TASK PROMPT: Quote, word for word, the stretch of the editorial policy text from "- Linked resources" through "conclusions we reach.".

EXCERPT PROVIDED:
━━━━

7. Updates and Corrections
We update articles when:
- Laws, regulations, or coverage rules change.
- New clinical guidelines or major studies materially change the consensus.
- A reader, expert, or our own review identifies an inaccuracy.
- Linked resources move or are deprecated.
Substantive updates are reflected in the article’s “Last Updated” date. Material corrections are noted at the bottom of the affected article with a brief description of what changed and when. Typo and formatting fixes do not require a correction note.
To request a correction or flag an issue, email support@kalmausam.in with the subject [Editorial] and a link to the article.
8. Editorial Independence
Daily Reading maintains a strict separation between advertising and editorial. Advertisers, sponsors, and affiliate partners do not:
- Commission articles.
- Review articles before publication.
- Approve or veto coverage of any topic, brand, or competitor.
- Influence which sources we cite or which conclusions we reach.
If an article references a brand or service that is also an advertiser or affiliate partner, that relationship is disclosed clearly. See our Advertising Disclosure.
9. Sponsored Content and Native Advertising
If we ever publish sponsored, paid, or native content, it will be clearly and conspicuously labelled as such (for example, “Sponsored,” “Paid Partnership,” or “Advertisement”) in a way that is unambiguous to a typical reader and consistent with the FTC’s Endorsement Guides and Google’s publisher policies. Sponsored content is held to the same factual-accuracy standards as our editorial content.
10. Conflicts of Interest
Editors and writers must disclose any personal, financial, or professional relationship that could create — or appear to create — a conflict with the subject of an article. Where such a conflict exists, the contributor either recuses from the assignment or the relationship is disclosed in the article.

━━━━

EXTRACTED INFORMATION:
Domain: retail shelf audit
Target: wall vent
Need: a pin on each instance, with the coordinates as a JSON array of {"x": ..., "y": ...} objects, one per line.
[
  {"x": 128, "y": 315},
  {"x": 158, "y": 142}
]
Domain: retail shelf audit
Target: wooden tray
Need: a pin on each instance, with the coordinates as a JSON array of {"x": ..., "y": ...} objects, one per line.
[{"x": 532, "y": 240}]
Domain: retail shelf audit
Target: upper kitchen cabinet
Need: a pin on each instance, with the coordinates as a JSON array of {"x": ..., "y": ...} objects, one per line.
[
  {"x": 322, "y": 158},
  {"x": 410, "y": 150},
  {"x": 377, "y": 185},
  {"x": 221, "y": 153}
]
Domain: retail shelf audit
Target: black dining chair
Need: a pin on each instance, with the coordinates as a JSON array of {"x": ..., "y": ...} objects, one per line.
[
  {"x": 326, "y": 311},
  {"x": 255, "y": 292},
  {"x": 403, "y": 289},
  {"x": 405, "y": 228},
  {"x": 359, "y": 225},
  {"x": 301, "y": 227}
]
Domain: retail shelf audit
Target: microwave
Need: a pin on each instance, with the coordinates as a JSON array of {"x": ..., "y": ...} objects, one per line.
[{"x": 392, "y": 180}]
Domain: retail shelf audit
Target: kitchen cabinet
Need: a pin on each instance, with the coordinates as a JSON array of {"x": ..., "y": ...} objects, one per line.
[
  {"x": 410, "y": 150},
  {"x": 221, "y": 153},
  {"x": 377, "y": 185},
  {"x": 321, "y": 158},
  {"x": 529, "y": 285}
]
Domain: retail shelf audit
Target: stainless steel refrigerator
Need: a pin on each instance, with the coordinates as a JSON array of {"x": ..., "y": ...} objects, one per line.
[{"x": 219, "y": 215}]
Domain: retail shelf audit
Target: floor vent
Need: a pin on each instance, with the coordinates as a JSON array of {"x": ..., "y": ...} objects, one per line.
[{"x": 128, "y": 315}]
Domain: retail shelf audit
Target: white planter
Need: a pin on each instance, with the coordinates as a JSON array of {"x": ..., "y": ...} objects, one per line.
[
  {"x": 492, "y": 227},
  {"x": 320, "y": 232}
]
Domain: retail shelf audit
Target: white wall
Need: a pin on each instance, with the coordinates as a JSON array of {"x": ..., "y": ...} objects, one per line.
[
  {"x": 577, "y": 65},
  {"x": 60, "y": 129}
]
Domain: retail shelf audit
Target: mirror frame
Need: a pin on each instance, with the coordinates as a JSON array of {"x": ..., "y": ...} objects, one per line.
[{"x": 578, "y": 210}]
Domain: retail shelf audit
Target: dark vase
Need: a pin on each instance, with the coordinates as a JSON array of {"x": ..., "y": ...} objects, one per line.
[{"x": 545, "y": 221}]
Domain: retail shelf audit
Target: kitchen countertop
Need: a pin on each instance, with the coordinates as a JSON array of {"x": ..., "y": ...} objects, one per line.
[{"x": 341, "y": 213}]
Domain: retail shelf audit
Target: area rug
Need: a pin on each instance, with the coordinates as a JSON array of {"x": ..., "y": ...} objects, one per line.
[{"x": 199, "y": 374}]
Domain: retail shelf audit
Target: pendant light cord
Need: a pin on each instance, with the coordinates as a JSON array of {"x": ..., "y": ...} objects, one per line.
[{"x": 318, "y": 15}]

━━━━

EXERCISE ANSWER:
- Linked resources move or are deprecated.
Substantive updates are reflected in the article’s “Last Updated” date. Material corrections are noted at the bottom of the affected article with a brief description of what changed and when. Typo and formatting fixes do not require a correction note.
To request a correction or flag an issue, email support@kalmausam.in with the subject [Editorial] and a link to the article.
8. Editorial Independence
Daily Reading maintains a strict separation between advertising and editorial. Advertisers, sponsors, and affiliate partners do not:
- Commission articles.
- Review articles before publication.
- Approve or veto coverage of any topic, brand, or competitor.
- Influence which sources we cite or which conclusions we reach.